**Aim of the task**
In the entries below, the lines from the one with "Where can the blue sneaker" through the one with "Where can the knee" are to be copied exactly; both ends count.

--- START ---

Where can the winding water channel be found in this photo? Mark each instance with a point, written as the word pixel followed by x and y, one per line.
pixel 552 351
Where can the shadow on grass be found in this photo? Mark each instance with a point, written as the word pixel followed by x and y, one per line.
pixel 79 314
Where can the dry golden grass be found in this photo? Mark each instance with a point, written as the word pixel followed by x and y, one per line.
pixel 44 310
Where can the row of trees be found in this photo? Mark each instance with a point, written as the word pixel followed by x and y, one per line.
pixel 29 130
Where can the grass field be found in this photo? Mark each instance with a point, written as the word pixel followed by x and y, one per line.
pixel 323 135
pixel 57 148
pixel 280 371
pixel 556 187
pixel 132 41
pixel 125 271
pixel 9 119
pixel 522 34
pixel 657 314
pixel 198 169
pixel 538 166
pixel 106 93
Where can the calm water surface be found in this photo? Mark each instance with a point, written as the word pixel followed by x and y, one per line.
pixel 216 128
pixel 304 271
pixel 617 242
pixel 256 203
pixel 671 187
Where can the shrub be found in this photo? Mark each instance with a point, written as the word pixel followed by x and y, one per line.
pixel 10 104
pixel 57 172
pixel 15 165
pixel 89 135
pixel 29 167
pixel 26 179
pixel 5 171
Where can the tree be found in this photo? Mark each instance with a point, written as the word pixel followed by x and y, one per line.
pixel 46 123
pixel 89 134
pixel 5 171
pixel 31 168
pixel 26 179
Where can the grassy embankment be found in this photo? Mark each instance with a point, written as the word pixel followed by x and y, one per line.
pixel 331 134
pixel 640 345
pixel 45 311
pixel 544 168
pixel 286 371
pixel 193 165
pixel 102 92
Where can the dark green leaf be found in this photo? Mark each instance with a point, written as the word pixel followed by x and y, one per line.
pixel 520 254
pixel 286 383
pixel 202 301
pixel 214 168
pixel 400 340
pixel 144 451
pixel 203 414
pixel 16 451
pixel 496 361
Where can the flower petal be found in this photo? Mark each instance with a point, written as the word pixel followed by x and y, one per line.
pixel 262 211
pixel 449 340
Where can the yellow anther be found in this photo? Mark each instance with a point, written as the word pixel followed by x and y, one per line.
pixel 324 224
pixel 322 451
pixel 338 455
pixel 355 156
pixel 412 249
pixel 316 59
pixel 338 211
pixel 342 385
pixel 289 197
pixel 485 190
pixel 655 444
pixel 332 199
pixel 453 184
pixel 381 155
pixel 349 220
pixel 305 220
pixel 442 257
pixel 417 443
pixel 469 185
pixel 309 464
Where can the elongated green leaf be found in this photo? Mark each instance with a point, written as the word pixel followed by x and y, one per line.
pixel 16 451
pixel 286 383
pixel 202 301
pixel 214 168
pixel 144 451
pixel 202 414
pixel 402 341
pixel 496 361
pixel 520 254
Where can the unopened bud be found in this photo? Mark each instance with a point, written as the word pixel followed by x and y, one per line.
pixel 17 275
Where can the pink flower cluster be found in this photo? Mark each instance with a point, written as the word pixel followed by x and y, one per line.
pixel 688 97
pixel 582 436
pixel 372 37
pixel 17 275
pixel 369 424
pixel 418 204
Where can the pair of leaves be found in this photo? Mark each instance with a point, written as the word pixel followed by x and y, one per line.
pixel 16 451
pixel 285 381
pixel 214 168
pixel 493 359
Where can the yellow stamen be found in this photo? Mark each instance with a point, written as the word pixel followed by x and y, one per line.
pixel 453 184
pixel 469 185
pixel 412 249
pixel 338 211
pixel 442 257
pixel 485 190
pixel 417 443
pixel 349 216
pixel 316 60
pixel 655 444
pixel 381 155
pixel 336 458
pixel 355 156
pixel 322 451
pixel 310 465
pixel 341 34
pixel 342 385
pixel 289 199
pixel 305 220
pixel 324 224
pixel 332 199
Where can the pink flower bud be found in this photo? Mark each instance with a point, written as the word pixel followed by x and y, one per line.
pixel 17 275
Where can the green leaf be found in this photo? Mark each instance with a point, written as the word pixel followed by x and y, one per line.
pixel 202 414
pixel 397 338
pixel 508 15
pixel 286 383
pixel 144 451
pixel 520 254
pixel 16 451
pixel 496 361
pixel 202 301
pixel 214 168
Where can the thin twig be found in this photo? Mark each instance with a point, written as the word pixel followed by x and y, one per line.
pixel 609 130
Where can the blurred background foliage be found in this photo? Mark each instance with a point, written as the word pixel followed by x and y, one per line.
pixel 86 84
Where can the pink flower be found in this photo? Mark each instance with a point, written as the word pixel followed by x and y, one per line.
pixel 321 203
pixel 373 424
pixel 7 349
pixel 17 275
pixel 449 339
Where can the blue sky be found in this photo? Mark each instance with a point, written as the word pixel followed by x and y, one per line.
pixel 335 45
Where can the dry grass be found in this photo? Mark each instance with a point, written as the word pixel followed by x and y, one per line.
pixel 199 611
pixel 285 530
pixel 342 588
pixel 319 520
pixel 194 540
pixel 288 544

--- END ---
--- START ---

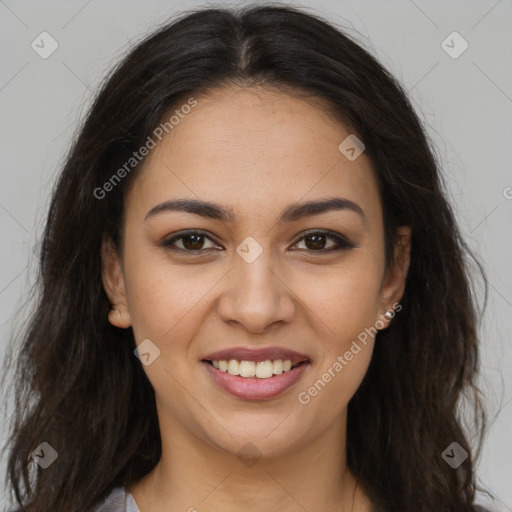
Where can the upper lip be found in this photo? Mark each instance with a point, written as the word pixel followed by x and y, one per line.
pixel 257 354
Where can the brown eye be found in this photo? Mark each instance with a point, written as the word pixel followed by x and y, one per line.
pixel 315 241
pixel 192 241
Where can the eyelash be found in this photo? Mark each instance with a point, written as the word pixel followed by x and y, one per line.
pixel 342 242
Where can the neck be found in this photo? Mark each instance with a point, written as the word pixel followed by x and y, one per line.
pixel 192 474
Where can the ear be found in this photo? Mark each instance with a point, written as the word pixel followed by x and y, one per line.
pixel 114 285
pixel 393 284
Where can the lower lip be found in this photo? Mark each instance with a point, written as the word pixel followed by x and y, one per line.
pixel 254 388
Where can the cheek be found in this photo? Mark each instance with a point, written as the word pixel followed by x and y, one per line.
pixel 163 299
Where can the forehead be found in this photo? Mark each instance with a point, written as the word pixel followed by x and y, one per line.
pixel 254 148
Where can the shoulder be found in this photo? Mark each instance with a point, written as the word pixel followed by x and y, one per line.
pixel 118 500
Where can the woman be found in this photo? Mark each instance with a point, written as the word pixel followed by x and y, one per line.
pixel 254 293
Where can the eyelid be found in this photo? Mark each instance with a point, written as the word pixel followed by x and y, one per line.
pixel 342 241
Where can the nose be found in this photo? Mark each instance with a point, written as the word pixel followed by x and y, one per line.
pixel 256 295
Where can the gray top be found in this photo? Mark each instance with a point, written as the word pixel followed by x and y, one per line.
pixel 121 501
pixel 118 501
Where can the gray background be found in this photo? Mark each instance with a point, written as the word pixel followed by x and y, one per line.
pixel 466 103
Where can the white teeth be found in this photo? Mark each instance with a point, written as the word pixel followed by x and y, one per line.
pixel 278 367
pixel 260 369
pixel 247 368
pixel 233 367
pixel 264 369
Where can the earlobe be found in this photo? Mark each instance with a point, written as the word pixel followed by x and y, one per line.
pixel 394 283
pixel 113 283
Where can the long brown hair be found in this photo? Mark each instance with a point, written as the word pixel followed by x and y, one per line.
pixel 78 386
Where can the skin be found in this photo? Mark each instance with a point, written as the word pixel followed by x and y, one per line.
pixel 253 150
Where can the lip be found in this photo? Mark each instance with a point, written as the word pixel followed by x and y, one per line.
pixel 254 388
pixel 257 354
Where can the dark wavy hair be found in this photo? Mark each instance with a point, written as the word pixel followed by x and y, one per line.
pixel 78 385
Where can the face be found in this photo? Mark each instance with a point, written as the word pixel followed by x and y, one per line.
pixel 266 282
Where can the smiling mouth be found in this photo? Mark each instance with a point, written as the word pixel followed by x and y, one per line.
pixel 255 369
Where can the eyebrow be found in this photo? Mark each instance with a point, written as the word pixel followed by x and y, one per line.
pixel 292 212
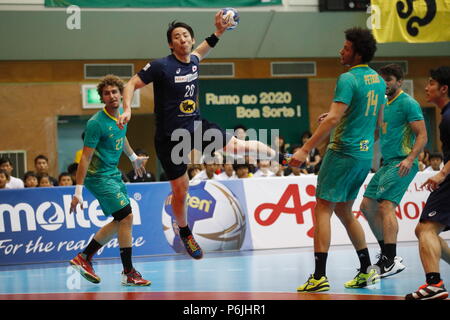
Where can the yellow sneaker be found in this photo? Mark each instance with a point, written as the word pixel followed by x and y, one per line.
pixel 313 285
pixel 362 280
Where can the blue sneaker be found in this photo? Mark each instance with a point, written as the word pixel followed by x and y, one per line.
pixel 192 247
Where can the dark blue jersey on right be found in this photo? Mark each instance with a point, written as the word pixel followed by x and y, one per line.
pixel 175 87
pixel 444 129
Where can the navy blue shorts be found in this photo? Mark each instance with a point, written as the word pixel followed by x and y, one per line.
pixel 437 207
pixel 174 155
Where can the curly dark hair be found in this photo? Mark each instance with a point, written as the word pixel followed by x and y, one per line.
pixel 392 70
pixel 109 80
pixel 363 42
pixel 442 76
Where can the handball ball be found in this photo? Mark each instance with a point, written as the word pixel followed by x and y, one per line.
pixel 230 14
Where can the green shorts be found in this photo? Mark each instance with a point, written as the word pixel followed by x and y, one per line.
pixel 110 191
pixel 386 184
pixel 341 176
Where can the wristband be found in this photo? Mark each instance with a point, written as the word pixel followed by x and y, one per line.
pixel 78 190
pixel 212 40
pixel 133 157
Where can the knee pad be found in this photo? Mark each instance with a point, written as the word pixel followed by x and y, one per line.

--- END ---
--- START ---

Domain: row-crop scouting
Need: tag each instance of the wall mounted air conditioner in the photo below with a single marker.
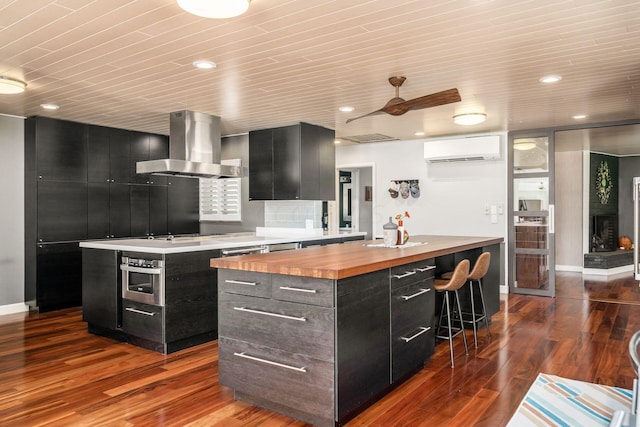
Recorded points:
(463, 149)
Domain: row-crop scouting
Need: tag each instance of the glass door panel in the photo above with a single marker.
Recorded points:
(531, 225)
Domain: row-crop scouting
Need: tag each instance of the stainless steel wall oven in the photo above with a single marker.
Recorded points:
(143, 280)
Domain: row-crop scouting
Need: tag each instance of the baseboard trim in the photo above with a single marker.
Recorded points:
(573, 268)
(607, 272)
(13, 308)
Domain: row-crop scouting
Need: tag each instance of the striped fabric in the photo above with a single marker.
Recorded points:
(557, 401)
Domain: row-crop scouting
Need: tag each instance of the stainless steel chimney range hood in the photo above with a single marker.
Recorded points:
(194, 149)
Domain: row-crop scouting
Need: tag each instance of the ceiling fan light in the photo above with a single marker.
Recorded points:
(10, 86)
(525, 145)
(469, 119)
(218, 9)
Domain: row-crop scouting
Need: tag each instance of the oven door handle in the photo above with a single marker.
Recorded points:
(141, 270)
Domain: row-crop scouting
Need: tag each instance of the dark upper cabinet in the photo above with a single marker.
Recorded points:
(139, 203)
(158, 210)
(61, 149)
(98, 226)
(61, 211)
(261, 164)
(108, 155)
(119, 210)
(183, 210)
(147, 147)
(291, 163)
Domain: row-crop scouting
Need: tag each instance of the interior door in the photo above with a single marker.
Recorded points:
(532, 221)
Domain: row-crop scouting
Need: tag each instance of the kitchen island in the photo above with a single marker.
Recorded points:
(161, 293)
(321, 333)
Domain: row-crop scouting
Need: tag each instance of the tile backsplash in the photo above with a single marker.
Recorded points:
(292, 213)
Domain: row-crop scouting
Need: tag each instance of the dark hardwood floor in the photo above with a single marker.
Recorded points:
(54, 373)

--- END ---

**Exercise output**
Where can the blue sneaker be found in this photo? Mark each instance with a point, written as the word pixel followed by x and y, one per line.
pixel 192 247
Where can the dark blue jersey on right be found in this photo? Mark each instance with a point, written as the word pixel followed by x and y, one per line.
pixel 175 87
pixel 444 129
Where can the navy blue shorts be found in this photo? Mark each instance with a point, written as the word pixel followed by x and y, one per line.
pixel 437 207
pixel 174 155
Where can the curly dark hair be found in this photo? Mark each instance with a point, written as the word pixel followed by x and y, one per line.
pixel 392 70
pixel 109 80
pixel 363 42
pixel 442 76
Where can the handball ball be found in this photo? Mark each instance with a point, written as the word pixel followed by x and y, one per line.
pixel 230 14
Where can the green shorts be found in this photo? Mark each instance with a point, written as the word pixel followed by x and y, one per line.
pixel 110 191
pixel 386 184
pixel 341 176
Where can the wristband be found in this photo? Mark each instance with a point, written as the word pixel followed by x and y, one per line.
pixel 78 190
pixel 212 40
pixel 133 157
Where can the knee pad be found in this photo? Mark each instance with a point, written as the word pixel followed by x and y, one per line.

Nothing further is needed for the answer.